* What to work on:
Would you please reproduce all the entries word for word, minus the pictures?

· · ·

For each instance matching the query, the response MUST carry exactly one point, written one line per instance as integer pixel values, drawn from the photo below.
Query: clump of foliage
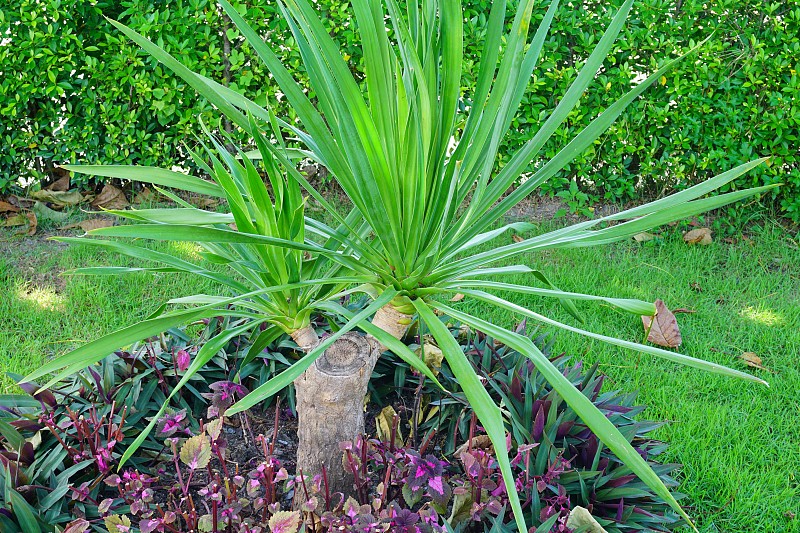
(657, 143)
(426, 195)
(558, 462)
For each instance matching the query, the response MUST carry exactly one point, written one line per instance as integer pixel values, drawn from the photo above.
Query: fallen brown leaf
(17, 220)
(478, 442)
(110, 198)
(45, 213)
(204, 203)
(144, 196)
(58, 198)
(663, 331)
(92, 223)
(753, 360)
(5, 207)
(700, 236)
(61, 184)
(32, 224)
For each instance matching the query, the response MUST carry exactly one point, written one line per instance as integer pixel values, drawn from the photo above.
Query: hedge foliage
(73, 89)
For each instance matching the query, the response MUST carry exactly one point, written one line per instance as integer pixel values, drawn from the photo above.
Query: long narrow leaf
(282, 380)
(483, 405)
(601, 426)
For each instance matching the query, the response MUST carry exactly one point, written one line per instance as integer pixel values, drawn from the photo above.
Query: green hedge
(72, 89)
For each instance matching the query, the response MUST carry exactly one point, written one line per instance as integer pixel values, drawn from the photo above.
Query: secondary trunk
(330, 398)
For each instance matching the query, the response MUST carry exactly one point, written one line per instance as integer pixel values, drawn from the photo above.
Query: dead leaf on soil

· · ·

* Output of the exercise:
For each instance matching the query, the response MUST carry exactly one point, written one line per instance as integer pixel values, drawn from the photo below.
Query: clump of foliage
(657, 143)
(426, 195)
(558, 462)
For each instance matching the query, the response MUST carry exactly one point, written one line per instance as integer pixel values, drawn from the photo above.
Query: fallen brown leaf
(17, 220)
(478, 442)
(110, 198)
(45, 213)
(204, 203)
(144, 196)
(58, 198)
(663, 331)
(92, 223)
(753, 360)
(5, 207)
(700, 236)
(61, 184)
(32, 224)
For each instance matching the query, the response MUST carry exactly one point, written one line per instance as integer pixel values, drawn from the photo above.
Query: hedge foliage
(73, 89)
For each instance matching the query, the response MUST carry exactly one point, written one line per instance as integer pixel values, drawn from the photo above.
Query: long narrow leaf
(282, 380)
(483, 405)
(601, 426)
For each instance matching the query, the response MUST carry exactly one point, written one line per instance as integer pixel values, drawn from the photo above.
Query: green hedge
(72, 89)
For each instance matching the query, the response MUST carry exactly one point, written one line per instance as integer pixel values, drawn from the photo above.
Query: secondary trunk
(330, 398)
For each instance matching the query, the response MUST carry exactly one point, written one line per instance as integer pixel values, drawn from the photo above.
Query: dead leaf on soil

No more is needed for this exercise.